Data records
§
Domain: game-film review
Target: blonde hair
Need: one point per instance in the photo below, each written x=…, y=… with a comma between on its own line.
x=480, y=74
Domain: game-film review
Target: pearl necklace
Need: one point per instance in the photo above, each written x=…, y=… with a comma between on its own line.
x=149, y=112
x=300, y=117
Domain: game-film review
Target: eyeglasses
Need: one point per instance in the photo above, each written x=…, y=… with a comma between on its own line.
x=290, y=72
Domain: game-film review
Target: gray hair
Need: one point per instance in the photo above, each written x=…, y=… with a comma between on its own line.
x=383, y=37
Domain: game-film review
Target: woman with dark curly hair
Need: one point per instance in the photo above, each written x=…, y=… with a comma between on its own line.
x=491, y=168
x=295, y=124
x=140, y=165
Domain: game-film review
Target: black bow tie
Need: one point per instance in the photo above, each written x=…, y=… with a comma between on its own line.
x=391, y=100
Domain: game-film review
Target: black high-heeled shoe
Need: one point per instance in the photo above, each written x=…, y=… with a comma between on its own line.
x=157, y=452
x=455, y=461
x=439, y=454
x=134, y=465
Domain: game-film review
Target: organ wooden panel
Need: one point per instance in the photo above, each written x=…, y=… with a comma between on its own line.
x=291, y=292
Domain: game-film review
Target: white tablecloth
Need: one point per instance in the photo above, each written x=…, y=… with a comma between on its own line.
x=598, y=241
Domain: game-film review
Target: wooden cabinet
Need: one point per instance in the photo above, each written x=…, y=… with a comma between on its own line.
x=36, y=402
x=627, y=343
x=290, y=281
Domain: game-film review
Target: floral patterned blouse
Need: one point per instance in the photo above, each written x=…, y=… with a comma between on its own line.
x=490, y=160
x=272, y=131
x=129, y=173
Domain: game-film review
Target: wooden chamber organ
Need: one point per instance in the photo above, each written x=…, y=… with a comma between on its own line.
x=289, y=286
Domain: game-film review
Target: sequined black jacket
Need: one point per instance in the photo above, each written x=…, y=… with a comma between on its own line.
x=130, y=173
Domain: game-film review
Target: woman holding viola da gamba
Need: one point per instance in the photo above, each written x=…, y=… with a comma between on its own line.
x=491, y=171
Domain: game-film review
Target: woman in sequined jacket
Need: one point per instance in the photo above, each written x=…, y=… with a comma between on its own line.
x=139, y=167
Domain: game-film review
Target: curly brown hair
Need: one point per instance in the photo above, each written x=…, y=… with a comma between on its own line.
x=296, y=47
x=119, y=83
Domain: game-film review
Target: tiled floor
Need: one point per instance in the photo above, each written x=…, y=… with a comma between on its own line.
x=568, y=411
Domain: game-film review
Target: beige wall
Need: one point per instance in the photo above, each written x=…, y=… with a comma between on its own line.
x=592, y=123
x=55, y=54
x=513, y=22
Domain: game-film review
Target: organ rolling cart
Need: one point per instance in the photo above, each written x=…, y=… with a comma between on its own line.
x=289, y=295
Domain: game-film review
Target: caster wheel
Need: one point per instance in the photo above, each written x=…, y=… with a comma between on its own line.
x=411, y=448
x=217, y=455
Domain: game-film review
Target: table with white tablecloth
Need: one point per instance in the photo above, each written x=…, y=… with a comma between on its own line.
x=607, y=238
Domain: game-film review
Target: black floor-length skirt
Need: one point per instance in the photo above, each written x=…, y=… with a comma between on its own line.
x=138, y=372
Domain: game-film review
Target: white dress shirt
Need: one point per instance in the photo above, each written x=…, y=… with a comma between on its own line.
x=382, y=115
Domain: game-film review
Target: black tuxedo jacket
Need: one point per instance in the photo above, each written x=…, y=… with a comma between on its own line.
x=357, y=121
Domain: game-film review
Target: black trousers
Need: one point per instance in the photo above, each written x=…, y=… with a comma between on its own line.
§
### Work instruction
Exactly how many lines of the records hold "black"? Give the number without any words.

### Task answer
6